↓↓↓

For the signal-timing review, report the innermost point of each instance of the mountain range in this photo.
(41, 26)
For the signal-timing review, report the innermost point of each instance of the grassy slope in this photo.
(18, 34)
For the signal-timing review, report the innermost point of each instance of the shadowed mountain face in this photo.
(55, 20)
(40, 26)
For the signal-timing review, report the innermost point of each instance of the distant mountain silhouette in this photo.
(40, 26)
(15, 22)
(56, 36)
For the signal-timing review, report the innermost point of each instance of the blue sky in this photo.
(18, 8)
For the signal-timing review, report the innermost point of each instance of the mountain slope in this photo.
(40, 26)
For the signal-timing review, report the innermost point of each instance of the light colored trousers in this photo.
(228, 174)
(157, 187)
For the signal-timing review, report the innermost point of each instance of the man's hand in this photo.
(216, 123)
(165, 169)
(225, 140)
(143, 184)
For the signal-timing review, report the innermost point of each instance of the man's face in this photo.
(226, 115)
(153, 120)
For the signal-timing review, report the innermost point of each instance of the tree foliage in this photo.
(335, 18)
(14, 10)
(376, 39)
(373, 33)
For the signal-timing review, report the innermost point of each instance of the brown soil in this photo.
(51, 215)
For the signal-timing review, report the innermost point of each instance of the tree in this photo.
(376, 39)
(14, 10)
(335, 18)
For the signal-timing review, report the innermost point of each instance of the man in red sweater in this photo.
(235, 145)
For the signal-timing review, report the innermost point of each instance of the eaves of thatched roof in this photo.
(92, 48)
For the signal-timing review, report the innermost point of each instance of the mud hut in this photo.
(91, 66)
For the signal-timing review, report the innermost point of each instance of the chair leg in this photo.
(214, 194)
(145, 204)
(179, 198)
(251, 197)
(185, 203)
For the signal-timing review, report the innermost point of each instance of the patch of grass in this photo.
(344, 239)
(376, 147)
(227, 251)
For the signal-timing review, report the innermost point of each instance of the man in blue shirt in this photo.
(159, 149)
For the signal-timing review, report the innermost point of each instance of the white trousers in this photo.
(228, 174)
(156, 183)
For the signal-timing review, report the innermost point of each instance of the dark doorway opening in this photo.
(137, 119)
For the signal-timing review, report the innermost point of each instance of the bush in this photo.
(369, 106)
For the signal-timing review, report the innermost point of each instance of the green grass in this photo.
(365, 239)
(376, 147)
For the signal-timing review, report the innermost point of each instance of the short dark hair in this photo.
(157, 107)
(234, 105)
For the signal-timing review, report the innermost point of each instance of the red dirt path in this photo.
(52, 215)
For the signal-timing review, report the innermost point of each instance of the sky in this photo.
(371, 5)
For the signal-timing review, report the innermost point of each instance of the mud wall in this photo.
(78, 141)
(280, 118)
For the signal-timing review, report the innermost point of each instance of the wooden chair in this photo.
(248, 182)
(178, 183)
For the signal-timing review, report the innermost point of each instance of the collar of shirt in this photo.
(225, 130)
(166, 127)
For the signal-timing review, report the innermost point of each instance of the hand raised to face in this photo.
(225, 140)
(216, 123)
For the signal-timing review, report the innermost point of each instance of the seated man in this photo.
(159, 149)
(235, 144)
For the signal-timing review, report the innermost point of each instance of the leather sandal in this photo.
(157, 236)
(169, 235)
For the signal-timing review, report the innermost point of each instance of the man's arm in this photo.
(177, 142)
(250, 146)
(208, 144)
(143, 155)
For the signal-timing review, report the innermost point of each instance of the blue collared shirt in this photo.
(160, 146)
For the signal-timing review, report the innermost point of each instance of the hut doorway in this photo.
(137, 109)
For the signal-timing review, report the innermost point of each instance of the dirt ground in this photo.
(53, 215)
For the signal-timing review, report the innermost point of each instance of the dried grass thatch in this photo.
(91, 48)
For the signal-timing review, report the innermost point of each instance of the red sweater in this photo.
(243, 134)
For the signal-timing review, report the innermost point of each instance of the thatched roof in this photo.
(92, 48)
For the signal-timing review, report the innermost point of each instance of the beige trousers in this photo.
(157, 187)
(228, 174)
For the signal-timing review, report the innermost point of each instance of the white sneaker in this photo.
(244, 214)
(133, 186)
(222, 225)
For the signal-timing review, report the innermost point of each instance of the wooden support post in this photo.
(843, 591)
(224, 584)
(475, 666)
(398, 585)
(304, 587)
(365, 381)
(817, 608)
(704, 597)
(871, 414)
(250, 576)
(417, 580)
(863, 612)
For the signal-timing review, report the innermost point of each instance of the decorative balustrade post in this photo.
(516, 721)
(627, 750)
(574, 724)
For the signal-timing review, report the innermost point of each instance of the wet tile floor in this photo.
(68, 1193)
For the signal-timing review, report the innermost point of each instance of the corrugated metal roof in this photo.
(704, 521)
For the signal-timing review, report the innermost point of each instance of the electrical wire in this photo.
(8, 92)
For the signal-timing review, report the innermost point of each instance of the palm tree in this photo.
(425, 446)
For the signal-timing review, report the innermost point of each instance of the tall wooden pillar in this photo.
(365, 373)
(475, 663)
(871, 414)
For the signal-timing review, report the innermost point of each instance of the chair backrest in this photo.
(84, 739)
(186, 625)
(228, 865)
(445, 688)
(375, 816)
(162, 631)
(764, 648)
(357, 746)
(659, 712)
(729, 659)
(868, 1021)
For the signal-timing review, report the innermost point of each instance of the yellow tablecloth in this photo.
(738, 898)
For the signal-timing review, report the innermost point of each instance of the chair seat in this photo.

↑↑↑

:: What is being asked ::
Every record must be given again exactly as it was written.

:: Solution to the exercise ::
For the signal-timing review, report the innermost point of each instance of the mountain range in this photo.
(41, 26)
For the signal-timing review, report the innermost point of each instance of the grassy slope in this photo.
(18, 34)
For the signal-timing review, report the innermost point of each instance of the shadowed mountain face in this photo.
(55, 20)
(40, 26)
For the signal-timing review, report the innermost point of each instance of the distant mountain silhouette in this photo.
(40, 26)
(15, 22)
(56, 36)
For the signal-timing review, report the innermost point of each instance of the blue sky in this photo.
(18, 8)
For the signal-timing review, report the innermost point of each instance of the mountain slope in this photo.
(40, 26)
For the signal-timing review, report the innermost point of each instance of the light colored trousers in this photo.
(228, 174)
(157, 187)
For the signal-timing review, report the innermost point of each instance of the man's hand in this photo.
(216, 123)
(165, 169)
(225, 140)
(143, 184)
For the signal-timing review, report the innermost point of each instance of the man's face in this photo.
(226, 115)
(153, 120)
For the signal-timing review, report the innermost point of each instance of the tree foliage in this photo.
(335, 18)
(14, 10)
(376, 39)
(373, 33)
For the signal-timing review, report the innermost point of each instance of the brown soil in this photo.
(51, 215)
For the signal-timing review, report the innermost point of each instance of the tree in this photo.
(376, 39)
(14, 10)
(335, 18)
For the signal-timing review, report the innermost point of each instance of the man in red sweater in this photo.
(235, 145)
For the signal-timing review, report the innermost point of each instance of the eaves of thatched roof in this photo.
(92, 48)
For the signal-timing review, report the innermost point of each instance of the mud hut in this photo.
(91, 66)
For the signal-timing review, report the innermost point of each instance of the chair leg in this photo.
(214, 194)
(145, 204)
(179, 198)
(251, 197)
(185, 203)
For the signal-timing review, report the innermost point of each instance of the patch of grass in this photo.
(344, 239)
(376, 147)
(227, 251)
For the signal-timing review, report the innermost point of each instance of the man in blue shirt in this photo.
(159, 149)
For the signal-timing review, report the innermost point of each instance of the white trousers in this photo.
(228, 174)
(156, 183)
For the signal-timing review, report the innermost point of each instance of the dark doorway opening in this photo.
(137, 119)
For the signal-timing review, report the innermost point of each instance of the bush in this photo.
(369, 106)
For the signal-timing review, report the innermost point of each instance of the green grass in this photo.
(365, 239)
(376, 147)
For the signal-timing review, report the innermost point of each instance of the short dark hair in this photo.
(157, 107)
(234, 105)
For the signal-timing review, report the innermost point of each instance of the red dirt path in this photo.
(52, 215)
For the signal-timing review, report the innermost point of each instance of the sky in this photo.
(371, 5)
For the signal-timing review, report the innermost point of each instance of the mud wall in this photo.
(78, 141)
(280, 118)
For the signal-timing review, report the innermost point of each instance of the wooden chair in this photo.
(248, 182)
(178, 183)
For the signal-timing review, report the innermost point of each instance of the collar of shirt in this photo.
(225, 130)
(166, 127)
For the signal-timing review, report the innermost point of each instance of the hand raised to face in this photo.
(225, 140)
(216, 123)
For the signal-timing review, report the innermost point of each instance of the seated man in this photo.
(159, 149)
(235, 144)
For the signal-timing review, report the innermost point of each instance of the leather sandal in this photo.
(157, 236)
(169, 235)
For the signal-timing review, report the innermost point of each instance of the man's arm in this photo.
(177, 142)
(250, 146)
(208, 144)
(143, 155)
For the signal-timing review, report the innermost point of each instance of the blue collared shirt in this photo.
(160, 146)
For the signal-timing review, report the innermost point of each instance of the hut doorway in this photo.
(137, 109)
For the signal-timing review, report the innermost point of each instance of the dirt ground in this photo.
(53, 215)
For the signal-timing review, report the innermost point of each instance of the dried grass thatch in this photo.
(91, 48)
For the signal-timing review, report the innermost point of each instance of the red sweater in this photo.
(243, 134)
For the signal-timing review, report the innermost point of each instance of the thatched roof in this photo.
(92, 48)
For the signal-timing review, report the innermost point of each instance of the beige trousers in this photo.
(157, 187)
(228, 174)
For the signal-timing review, report the innermost point of each instance of the white sneaker in this photo.
(244, 214)
(133, 186)
(222, 225)
For the signal-timing review, report the innermost point of each instance of the wooden support post in this photo.
(843, 591)
(224, 584)
(475, 666)
(398, 585)
(304, 587)
(365, 381)
(817, 608)
(704, 597)
(871, 414)
(250, 576)
(417, 580)
(863, 612)
For the signal-timing review, report the innermost point of each instance of the decorative balustrade post in this photo.
(516, 721)
(627, 750)
(574, 724)
For the signal-timing review, report the innermost point of each instance of the wet tile floor in this photo.
(68, 1193)
For the signal-timing review, report the innermost point of each instance of the corrugated metal roof in this photo.
(704, 521)
For the signal-timing review, report the innermost point of each instance of the electrical wire in this photo.
(8, 92)
For the signal-timing review, report the innermost point of each instance of the palm tree in this photo.
(425, 446)
For the signal-timing review, report the innermost point of each instance of the tall wooden pillar in this photo.
(365, 373)
(475, 663)
(871, 414)
For the signal-timing review, report the innermost point of each instance of the chair backrest in this photo.
(84, 739)
(186, 625)
(228, 865)
(445, 688)
(375, 816)
(162, 631)
(764, 648)
(357, 746)
(659, 712)
(729, 659)
(868, 1021)
For the signal-timing review, report the innermost point of each instance of the yellow tablecloth in this photo.
(738, 898)
For the signal-timing review, report the innermost point of each instance of the chair seat in this photo.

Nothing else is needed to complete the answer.